* ACTIVITY:
Extract the data exactly, missing nothing.

(Stored data entries)
* * * * * * *

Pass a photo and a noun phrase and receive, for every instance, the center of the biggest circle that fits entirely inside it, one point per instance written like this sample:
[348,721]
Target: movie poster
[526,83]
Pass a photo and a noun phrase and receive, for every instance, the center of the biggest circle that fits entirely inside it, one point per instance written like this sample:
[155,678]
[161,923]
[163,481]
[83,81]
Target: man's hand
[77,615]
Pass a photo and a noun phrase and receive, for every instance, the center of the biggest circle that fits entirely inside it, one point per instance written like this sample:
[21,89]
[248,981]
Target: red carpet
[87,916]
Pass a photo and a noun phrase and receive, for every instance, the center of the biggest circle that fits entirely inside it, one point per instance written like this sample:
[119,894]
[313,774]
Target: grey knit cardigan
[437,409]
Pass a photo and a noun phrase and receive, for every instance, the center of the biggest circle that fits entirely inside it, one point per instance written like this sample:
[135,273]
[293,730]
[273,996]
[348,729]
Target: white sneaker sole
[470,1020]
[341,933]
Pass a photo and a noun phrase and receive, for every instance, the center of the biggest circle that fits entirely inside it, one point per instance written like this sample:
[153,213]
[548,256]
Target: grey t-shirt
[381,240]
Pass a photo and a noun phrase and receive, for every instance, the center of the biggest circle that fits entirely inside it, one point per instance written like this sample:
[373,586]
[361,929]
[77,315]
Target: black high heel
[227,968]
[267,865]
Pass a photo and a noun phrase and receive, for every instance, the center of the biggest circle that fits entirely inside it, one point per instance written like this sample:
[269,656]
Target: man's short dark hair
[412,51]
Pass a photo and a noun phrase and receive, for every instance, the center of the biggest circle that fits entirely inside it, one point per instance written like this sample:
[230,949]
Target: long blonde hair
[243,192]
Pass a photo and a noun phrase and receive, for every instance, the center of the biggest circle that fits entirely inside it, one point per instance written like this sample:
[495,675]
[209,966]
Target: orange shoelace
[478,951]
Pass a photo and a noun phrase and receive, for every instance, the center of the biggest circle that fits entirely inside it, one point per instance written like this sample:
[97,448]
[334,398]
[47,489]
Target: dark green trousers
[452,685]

* * * * * * *

* EXERCISE RESPONSE:
Pass a photo and a noun phrase and receive, for every instance, the center of the biggest circle that fits entirely inside it, one point per instance written like this sample:
[348,721]
Target: movie poster
[526,83]
Pass a photo and a noun phrase and receive, for every instance, the center of the biggest circle that fits entirely inside it, one point per instance written like this sample:
[155,678]
[161,923]
[163,481]
[83,81]
Target: man's hand
[77,615]
Pass a photo and a noun phrase and receive, for every instance, the center of the biggest circle that fits entirely inside it, one point per instance written like this sample:
[21,89]
[248,981]
Target: red carpet
[87,916]
Pass a photo and a noun phrase and receive, for every instance, the center of the biggest circle that fits entirely inside it, one point per instance written like this sample:
[119,894]
[313,774]
Target: grey knit cardigan
[437,409]
Pass a photo and a noun phrase and receive, for every instance, the center of the biggest circle that fits entirely inside it, one point per instance written like this sample:
[135,273]
[293,730]
[273,996]
[348,729]
Target: white sneaker sole
[470,1020]
[341,933]
Pass a photo and a noun phrase and receive, for every instance, the center of the biggest circle that fits entirely inside it, one point per instance written like this sample:
[153,213]
[548,256]
Target: grey t-shirt
[381,240]
Pass a photo and a noun phrase and receive, for every instance, the center of the biggest circle that fits entirely inside it, one point per instance written like this sample:
[373,586]
[361,929]
[77,315]
Target: black high heel
[227,968]
[267,865]
Pass a photo and a noun phrase and receive, for every instance, the center of the biggest circle that fits entirely inside it, one point per instance written like this sample:
[269,656]
Target: man's short dark hair
[412,51]
Pass a photo and a noun phrase and receive, for every instance, the center of the biggest circle that fits entirely inside it, one point per instance written like this sample:
[230,949]
Target: long blonde hair
[243,192]
Pass a photo and a noun phrase and receive, for every instance, the center of the biggest circle that fits entirely inside it, one point per instance written like this sample:
[495,675]
[209,966]
Target: orange shoelace
[478,951]
Pass a photo and a noun phrase and receive, for every instance, the center of the biggest circle that fits entirely inside it, one point per instance written like this sample:
[97,448]
[334,398]
[47,489]
Target: dark green trousers
[452,685]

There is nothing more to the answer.